[Start of Attachment]

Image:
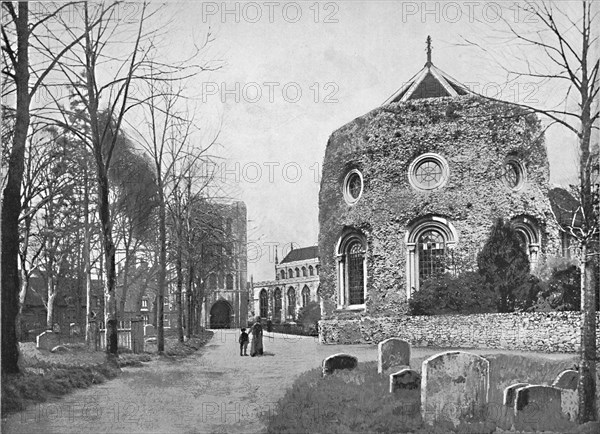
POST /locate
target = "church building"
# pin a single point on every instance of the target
(414, 186)
(296, 284)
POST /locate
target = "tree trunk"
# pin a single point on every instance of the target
(11, 206)
(89, 329)
(190, 299)
(179, 270)
(50, 307)
(587, 365)
(162, 270)
(110, 302)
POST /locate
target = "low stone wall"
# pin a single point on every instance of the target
(539, 331)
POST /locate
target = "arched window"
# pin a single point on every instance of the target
(351, 269)
(431, 247)
(264, 303)
(527, 229)
(428, 243)
(277, 304)
(305, 296)
(292, 302)
(212, 281)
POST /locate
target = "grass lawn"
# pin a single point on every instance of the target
(359, 401)
(45, 375)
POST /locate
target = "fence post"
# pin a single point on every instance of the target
(93, 330)
(137, 335)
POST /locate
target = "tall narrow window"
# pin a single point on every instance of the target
(356, 293)
(292, 302)
(264, 303)
(431, 247)
(277, 304)
(305, 296)
(528, 232)
(351, 269)
(428, 242)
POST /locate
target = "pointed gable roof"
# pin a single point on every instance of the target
(301, 254)
(429, 82)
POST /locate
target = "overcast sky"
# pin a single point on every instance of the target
(295, 72)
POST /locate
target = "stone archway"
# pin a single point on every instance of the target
(221, 315)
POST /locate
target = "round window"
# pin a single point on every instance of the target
(513, 174)
(353, 186)
(428, 172)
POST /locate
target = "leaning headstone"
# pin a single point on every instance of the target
(510, 394)
(454, 385)
(47, 340)
(537, 408)
(149, 330)
(392, 352)
(567, 380)
(405, 379)
(338, 361)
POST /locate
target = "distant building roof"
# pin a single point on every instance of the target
(301, 254)
(429, 82)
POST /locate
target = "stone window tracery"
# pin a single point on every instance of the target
(513, 173)
(291, 302)
(353, 186)
(305, 296)
(264, 303)
(428, 243)
(528, 232)
(351, 270)
(277, 304)
(428, 172)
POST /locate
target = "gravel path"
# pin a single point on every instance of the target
(213, 391)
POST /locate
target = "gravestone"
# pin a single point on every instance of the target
(405, 379)
(567, 380)
(338, 361)
(537, 408)
(392, 352)
(510, 393)
(454, 385)
(149, 330)
(47, 340)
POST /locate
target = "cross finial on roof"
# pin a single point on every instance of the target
(428, 51)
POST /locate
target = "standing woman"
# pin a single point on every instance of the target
(256, 345)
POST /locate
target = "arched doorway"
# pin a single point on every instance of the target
(220, 315)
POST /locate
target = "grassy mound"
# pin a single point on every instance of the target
(358, 401)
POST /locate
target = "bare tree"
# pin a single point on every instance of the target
(18, 28)
(557, 47)
(169, 142)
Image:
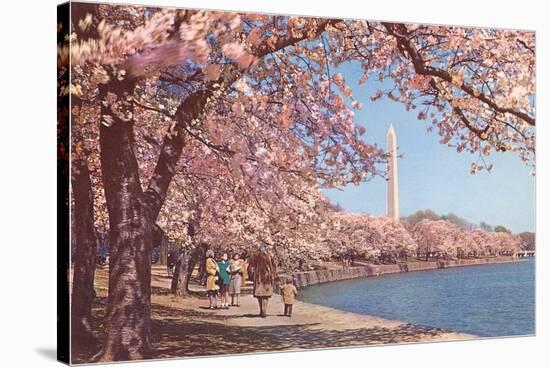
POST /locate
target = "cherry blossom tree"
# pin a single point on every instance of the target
(259, 93)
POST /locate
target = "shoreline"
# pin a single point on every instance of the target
(186, 328)
(314, 277)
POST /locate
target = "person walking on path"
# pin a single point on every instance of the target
(224, 274)
(264, 272)
(236, 267)
(212, 271)
(289, 292)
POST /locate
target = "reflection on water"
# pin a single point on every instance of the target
(486, 300)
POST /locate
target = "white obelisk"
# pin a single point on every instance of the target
(393, 189)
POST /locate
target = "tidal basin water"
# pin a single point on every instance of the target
(485, 300)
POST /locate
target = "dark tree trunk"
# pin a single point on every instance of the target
(164, 251)
(85, 255)
(128, 325)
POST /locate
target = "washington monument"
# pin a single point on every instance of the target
(392, 191)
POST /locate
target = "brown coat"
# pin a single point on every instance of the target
(211, 269)
(289, 292)
(264, 272)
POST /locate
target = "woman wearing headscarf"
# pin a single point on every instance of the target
(264, 272)
(212, 271)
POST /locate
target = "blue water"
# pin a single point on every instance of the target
(484, 300)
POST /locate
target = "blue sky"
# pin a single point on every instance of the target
(434, 176)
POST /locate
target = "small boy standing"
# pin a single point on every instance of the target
(289, 292)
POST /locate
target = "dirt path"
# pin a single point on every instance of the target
(185, 327)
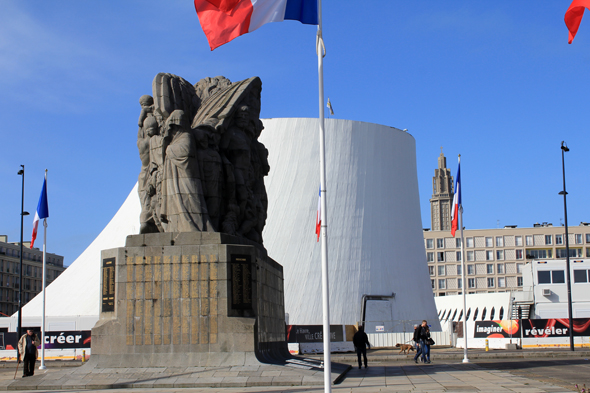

[End of Attachment]

* [What the task asks]: All of the data is to be reproduced exactly, with the pictures left out.

* [Solution to the problem]:
Image:
POST /locate
target = "church building"
# pin a single point on every instance of the target
(414, 186)
(296, 284)
POST /locate
target = "tree trunk"
# pin a single point on every instance of the target
(11, 206)
(89, 329)
(190, 299)
(179, 270)
(50, 307)
(587, 365)
(162, 270)
(110, 302)
POST /locate
target = "low stone wall"
# pin a single point on every instance of the target
(539, 331)
POST /locate
target = "arched window"
# pin a single point on every instance of the target
(351, 269)
(431, 247)
(264, 303)
(527, 229)
(428, 243)
(277, 304)
(305, 296)
(292, 302)
(212, 281)
POST /locate
target = "grass lawn"
# pin a single point on every instance of the target
(359, 401)
(45, 375)
POST /locate
target = "fence post"
# pin a single point on every instance of the target
(93, 330)
(137, 335)
POST /locate
target = "tall narrow window"
# pin a single point on every instance of the target
(356, 293)
(292, 302)
(264, 303)
(431, 247)
(277, 304)
(305, 296)
(528, 232)
(351, 269)
(428, 242)
POST /locate
target = "pointed gable roof"
# pin a single point on every instance of the target
(301, 254)
(429, 82)
POST /locate
target = "overcast sky"
# pin a single point on every instance of the target
(295, 72)
POST /locate
target = "stone archway"
# pin a single point on every instance of the target
(221, 315)
POST /locate
target = "round window"
# pin a single point on every instance of the target
(513, 174)
(353, 186)
(428, 172)
POST /locate
target = "leaning headstone"
# pin a single point on every instance of the target
(510, 394)
(454, 385)
(47, 340)
(537, 408)
(149, 330)
(392, 352)
(567, 380)
(405, 379)
(338, 361)
POST /locate
target = "distant building roof"
# pin a single point on every instance of the target
(301, 254)
(429, 82)
POST /locate
target = "stone window tracery"
# pin a single point on every instance of the target
(513, 173)
(291, 302)
(353, 186)
(305, 296)
(264, 303)
(428, 243)
(528, 232)
(351, 270)
(277, 304)
(428, 172)
POST /locate
target = "gravel path"
# pin a single point on every instance of the target
(213, 391)
POST /locate
target = "gravestone"
# pin a single point on every instance of the target
(405, 379)
(567, 380)
(338, 361)
(537, 408)
(392, 352)
(510, 393)
(454, 385)
(149, 330)
(47, 340)
POST /locate
target = "cross finial on roof"
# pin a single point on every instance of the target
(428, 51)
POST /locate
target = "standing woman"
# pin a single point on every instance of the target
(256, 345)
POST /locate
target = "arched doorway"
# pin a single point on every instance of the target
(220, 315)
POST /locate
target = "grassy mound"
# pin a single point on every instance of the target
(358, 401)
POST /locate
target = "bare tree"
# pin a single point on every instance of the target
(18, 28)
(557, 47)
(169, 142)
Image:
POST /locate
target = "cherry blossom tree"
# pin a single point on every instance of the target
(259, 93)
POST /locate
target = "shoreline"
# pin a single point on every instance of the target
(186, 328)
(314, 277)
POST /locate
target = "person walking on path"
# pin a single point on every instance of the target
(224, 274)
(264, 272)
(236, 267)
(212, 271)
(289, 292)
POST /locate
target = "reflection on water"
# pin a single point on every instance of the target
(486, 300)
POST /locate
target = "white obelisk"
# pin a single point on every instance of the target
(393, 189)
POST /locate
target = "tidal basin water"
# pin a single point on every instance of the target
(485, 300)
POST /locate
target = "dark tree trunk"
# pin a single point on every instance of the target
(164, 251)
(85, 255)
(128, 325)
POST /locate
target = "washington monument"
# pin a single point on every instance of the target
(392, 191)
POST /locate
target = "brown coat"
# pin a single point on every instance of the target
(211, 269)
(289, 292)
(264, 272)
POST /locate
target = "woman wearing headscarf"
# pin a single point on every instance of the target
(264, 272)
(212, 271)
POST /locate
target = "blue water"
# pin a single point on every instance of the target
(484, 300)
POST /locate
target = "blue sky"
# pin a single point on every instance of the target
(434, 176)
POST /locate
target = "small boy standing"
# pin a single point on every instance of the target
(289, 292)
POST /locate
target = "dirt path"
# pin a single point on every instance of the target
(185, 327)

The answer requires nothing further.